## ITEMS
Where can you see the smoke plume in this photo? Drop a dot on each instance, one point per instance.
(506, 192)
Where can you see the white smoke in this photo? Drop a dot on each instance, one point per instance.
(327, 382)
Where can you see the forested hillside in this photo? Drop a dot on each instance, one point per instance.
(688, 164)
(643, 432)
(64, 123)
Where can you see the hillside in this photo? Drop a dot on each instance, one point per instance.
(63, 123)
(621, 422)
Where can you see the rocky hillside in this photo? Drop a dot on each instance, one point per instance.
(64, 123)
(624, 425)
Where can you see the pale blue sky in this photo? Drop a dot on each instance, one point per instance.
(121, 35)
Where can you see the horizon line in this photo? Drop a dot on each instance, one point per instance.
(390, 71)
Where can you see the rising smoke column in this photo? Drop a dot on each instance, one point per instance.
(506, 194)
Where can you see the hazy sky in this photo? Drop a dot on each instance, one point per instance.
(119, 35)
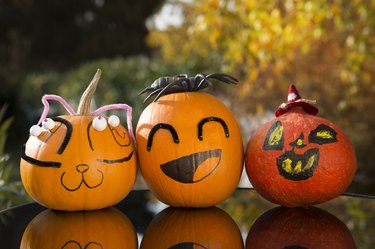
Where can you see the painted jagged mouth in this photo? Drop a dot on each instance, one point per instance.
(184, 168)
(298, 167)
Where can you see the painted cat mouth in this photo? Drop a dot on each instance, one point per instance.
(83, 182)
(184, 168)
(297, 167)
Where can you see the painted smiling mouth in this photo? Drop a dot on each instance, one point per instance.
(297, 167)
(187, 245)
(184, 168)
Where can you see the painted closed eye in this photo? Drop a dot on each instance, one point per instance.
(212, 119)
(323, 134)
(165, 127)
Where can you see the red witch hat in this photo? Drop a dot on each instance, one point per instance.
(295, 100)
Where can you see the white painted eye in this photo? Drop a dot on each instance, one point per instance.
(48, 124)
(114, 121)
(99, 123)
(35, 130)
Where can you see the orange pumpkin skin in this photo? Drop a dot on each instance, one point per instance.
(168, 165)
(108, 228)
(106, 179)
(192, 228)
(299, 228)
(327, 164)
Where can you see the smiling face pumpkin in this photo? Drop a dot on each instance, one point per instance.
(190, 149)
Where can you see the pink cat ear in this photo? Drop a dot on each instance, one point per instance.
(124, 107)
(57, 98)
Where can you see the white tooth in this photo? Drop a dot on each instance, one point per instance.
(48, 124)
(99, 123)
(114, 121)
(35, 130)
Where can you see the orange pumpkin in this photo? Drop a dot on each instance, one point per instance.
(192, 228)
(108, 228)
(299, 159)
(299, 228)
(189, 145)
(79, 162)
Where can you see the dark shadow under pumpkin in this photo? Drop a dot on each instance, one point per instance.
(184, 168)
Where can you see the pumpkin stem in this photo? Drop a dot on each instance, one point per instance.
(85, 101)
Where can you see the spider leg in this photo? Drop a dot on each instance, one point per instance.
(152, 94)
(202, 79)
(223, 77)
(165, 89)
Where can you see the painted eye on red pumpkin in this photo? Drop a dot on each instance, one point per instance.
(323, 134)
(275, 137)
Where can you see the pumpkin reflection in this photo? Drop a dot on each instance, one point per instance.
(302, 228)
(107, 228)
(178, 228)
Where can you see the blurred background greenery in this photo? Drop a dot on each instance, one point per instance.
(327, 48)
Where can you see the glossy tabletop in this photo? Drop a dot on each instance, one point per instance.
(245, 220)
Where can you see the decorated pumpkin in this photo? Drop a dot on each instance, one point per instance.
(81, 161)
(299, 228)
(298, 158)
(107, 228)
(176, 228)
(189, 144)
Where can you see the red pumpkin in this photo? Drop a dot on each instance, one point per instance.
(192, 228)
(80, 161)
(299, 228)
(299, 159)
(107, 228)
(189, 144)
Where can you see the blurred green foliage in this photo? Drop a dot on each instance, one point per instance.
(122, 79)
(326, 48)
(11, 188)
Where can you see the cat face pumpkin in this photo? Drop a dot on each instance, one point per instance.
(79, 162)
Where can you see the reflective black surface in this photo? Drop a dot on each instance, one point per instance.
(244, 220)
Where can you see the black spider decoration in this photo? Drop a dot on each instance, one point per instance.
(183, 83)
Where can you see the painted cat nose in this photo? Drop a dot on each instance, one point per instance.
(82, 168)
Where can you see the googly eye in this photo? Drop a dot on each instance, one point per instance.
(114, 121)
(48, 124)
(35, 130)
(99, 123)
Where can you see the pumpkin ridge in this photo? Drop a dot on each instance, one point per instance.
(85, 101)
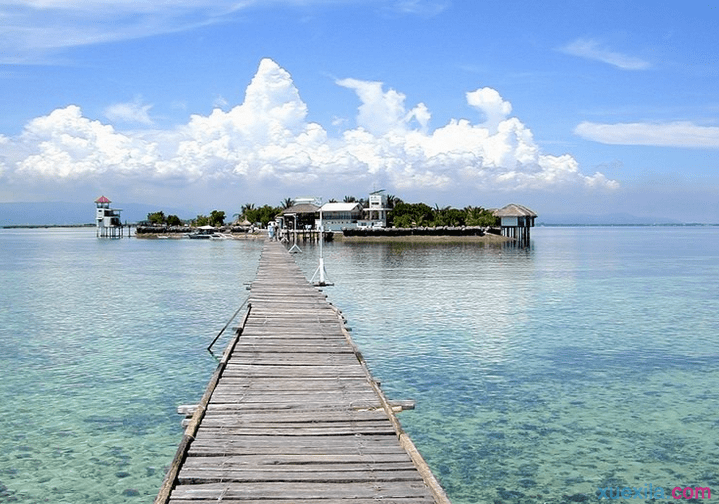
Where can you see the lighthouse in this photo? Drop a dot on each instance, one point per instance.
(107, 219)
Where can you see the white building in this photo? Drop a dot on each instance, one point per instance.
(375, 215)
(335, 216)
(107, 220)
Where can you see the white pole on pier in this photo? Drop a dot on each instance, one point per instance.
(321, 268)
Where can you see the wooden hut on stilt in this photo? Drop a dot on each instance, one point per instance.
(515, 221)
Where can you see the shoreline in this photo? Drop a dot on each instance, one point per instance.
(490, 239)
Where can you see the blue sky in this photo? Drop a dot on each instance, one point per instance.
(566, 107)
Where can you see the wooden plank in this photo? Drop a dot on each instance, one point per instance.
(295, 416)
(298, 490)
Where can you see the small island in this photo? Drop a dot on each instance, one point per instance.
(380, 217)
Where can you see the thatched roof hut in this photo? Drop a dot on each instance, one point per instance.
(515, 221)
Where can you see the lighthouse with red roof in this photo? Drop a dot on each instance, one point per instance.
(107, 219)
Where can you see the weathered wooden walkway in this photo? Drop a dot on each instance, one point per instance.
(292, 415)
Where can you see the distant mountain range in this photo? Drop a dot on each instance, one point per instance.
(70, 214)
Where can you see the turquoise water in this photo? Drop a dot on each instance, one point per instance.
(588, 360)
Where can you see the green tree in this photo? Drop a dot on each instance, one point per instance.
(478, 216)
(263, 215)
(157, 218)
(217, 218)
(411, 215)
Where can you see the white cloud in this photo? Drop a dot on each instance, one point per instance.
(130, 112)
(382, 112)
(268, 142)
(494, 108)
(670, 134)
(591, 49)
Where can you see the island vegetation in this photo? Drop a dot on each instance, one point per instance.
(401, 215)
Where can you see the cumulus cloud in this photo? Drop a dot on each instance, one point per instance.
(670, 134)
(130, 112)
(384, 111)
(593, 50)
(268, 140)
(490, 103)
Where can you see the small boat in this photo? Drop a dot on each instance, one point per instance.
(202, 233)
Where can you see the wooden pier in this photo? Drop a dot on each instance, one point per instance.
(292, 415)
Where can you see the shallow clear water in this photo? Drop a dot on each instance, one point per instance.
(540, 375)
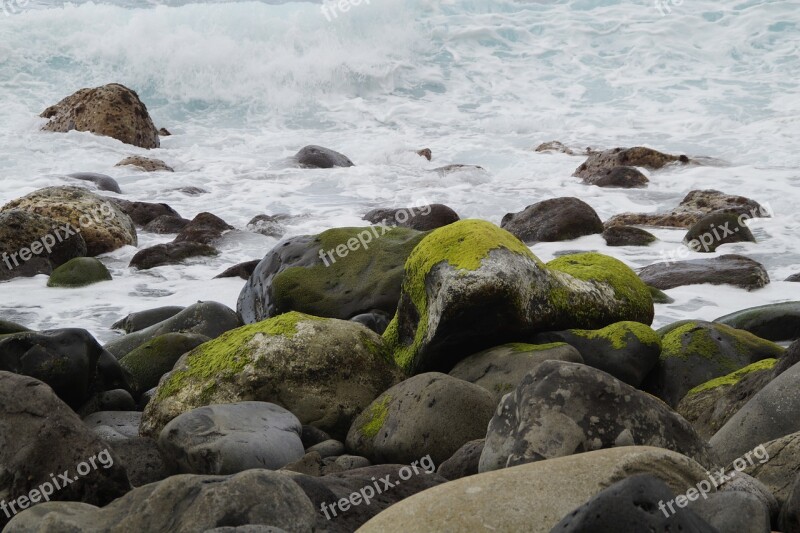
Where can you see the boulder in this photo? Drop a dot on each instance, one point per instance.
(558, 219)
(695, 352)
(331, 274)
(337, 368)
(231, 438)
(111, 110)
(431, 413)
(103, 227)
(471, 286)
(731, 269)
(566, 408)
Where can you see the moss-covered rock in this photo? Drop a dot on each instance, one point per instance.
(154, 358)
(471, 285)
(626, 350)
(695, 352)
(325, 371)
(340, 273)
(79, 272)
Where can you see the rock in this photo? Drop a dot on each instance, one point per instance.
(637, 503)
(627, 236)
(471, 286)
(558, 219)
(464, 462)
(626, 350)
(268, 225)
(211, 319)
(500, 369)
(566, 408)
(142, 213)
(430, 413)
(601, 162)
(143, 319)
(70, 361)
(242, 270)
(171, 253)
(692, 208)
(147, 363)
(103, 182)
(166, 224)
(338, 368)
(103, 227)
(694, 352)
(710, 405)
(111, 110)
(32, 420)
(231, 438)
(184, 503)
(23, 234)
(775, 322)
(318, 157)
(730, 269)
(423, 218)
(535, 496)
(331, 274)
(733, 512)
(624, 177)
(145, 163)
(772, 413)
(205, 228)
(79, 272)
(716, 229)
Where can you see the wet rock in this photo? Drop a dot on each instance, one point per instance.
(422, 218)
(111, 110)
(103, 227)
(692, 208)
(145, 163)
(79, 272)
(430, 413)
(558, 219)
(319, 157)
(730, 269)
(231, 438)
(338, 368)
(627, 236)
(171, 253)
(103, 182)
(566, 408)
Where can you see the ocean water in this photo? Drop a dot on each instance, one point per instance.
(244, 85)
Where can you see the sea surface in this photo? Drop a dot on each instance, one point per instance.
(244, 85)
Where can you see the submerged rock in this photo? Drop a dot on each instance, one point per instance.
(111, 110)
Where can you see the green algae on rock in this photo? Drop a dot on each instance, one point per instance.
(325, 371)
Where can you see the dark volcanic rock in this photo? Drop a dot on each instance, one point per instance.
(319, 157)
(558, 219)
(731, 269)
(112, 110)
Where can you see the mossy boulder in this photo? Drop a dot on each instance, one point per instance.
(709, 405)
(695, 352)
(340, 273)
(154, 358)
(626, 350)
(325, 371)
(429, 414)
(471, 285)
(500, 369)
(79, 272)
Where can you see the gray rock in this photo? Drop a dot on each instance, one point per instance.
(231, 438)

## GIVEN REQUEST
From the line containing "Where can you see the ocean" through the final line of the listing above, retype every line exactly; leave out everything else.

## RESPONSE
Where can you see the ocean water in this photo? Drop a dot on each instance, one point per instance.
(244, 85)
Where can you see the sea surface in this photo? Drop a dot on each instance, one point per instance.
(244, 85)
Where can you see the submerged rock in this photo? Drop a dot on each instance, one point per instance.
(111, 110)
Where can you see the green algae on rock in this photo? Drop a dot on each instance, one point per instance.
(325, 371)
Where can you see the dark volcanic rock in this photo? Drop a dot on each instance, one point per instance.
(319, 157)
(558, 219)
(731, 269)
(112, 110)
Where can you see the mossy boulder in this photo? Drop a dot on each instance, one point per instance.
(709, 405)
(695, 352)
(340, 273)
(154, 358)
(626, 350)
(325, 371)
(429, 414)
(471, 285)
(500, 369)
(79, 272)
Where can you see the gray rock in this photo? Drop a dot on each instance, one point per instance.
(231, 438)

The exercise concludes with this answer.